--- Stored rows ---

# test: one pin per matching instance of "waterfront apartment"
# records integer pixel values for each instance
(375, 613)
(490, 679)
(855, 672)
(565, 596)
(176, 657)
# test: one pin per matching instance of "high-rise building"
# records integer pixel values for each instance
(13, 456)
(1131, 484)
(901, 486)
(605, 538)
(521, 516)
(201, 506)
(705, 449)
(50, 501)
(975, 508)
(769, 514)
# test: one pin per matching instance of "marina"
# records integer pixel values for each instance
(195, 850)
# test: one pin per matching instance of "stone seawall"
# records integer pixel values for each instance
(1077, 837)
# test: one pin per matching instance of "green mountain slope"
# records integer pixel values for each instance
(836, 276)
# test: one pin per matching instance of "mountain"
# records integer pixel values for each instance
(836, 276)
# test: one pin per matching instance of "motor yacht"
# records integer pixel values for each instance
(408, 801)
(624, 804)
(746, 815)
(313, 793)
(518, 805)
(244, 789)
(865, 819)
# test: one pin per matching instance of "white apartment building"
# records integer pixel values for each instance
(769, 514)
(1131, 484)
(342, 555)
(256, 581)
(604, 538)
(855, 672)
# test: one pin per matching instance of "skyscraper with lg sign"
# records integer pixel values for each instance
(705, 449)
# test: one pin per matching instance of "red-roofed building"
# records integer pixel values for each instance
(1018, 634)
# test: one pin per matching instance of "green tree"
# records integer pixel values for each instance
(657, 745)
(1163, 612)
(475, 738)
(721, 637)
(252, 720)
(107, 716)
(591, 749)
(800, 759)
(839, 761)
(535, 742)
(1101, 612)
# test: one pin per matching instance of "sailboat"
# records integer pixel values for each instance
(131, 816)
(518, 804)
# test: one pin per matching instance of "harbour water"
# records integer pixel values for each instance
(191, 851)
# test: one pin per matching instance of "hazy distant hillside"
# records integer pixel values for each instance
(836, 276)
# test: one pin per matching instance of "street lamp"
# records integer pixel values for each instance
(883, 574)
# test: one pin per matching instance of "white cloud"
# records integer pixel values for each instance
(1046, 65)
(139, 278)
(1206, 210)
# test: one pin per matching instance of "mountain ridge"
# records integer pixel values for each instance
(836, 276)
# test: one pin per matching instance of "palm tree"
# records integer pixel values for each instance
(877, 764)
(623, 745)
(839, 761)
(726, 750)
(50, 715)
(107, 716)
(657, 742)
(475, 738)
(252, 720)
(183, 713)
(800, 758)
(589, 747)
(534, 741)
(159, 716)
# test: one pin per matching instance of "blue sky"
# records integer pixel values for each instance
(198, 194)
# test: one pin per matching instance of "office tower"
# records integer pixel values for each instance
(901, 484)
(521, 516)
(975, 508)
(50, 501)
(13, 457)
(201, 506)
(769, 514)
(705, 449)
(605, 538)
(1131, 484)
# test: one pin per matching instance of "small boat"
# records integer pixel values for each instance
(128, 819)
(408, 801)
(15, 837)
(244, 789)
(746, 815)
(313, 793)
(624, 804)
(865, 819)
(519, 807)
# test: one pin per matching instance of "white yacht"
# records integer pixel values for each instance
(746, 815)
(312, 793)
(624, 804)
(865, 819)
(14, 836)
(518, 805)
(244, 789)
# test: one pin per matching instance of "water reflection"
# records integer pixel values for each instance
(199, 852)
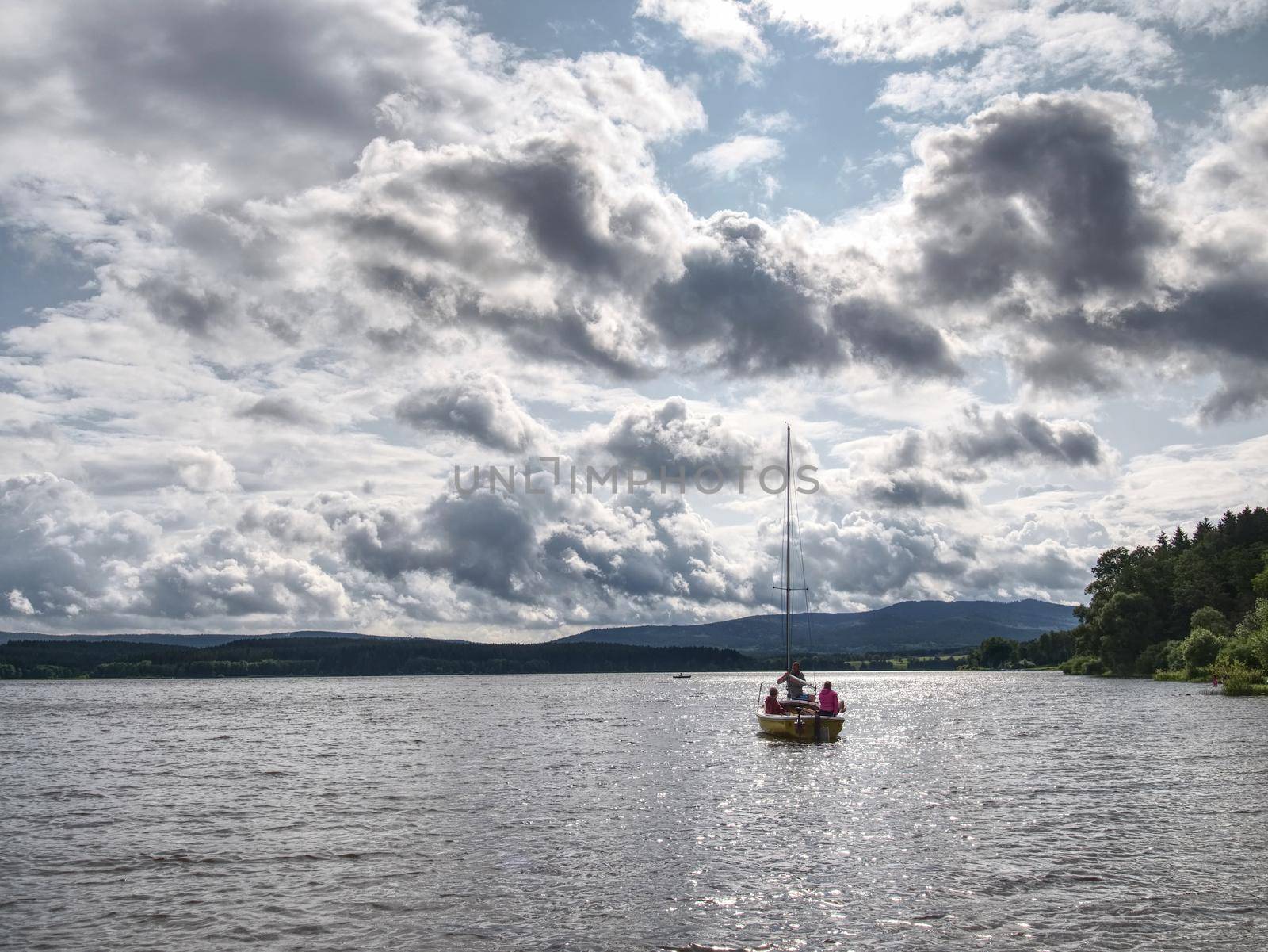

--- Stated goal ---
Report every line of the data above that contains the word "yacht", copying each one in full.

--- Correct output ---
# test: one pin per matching instance of "motor yacht"
# test: one pin per matching instance of "white yacht"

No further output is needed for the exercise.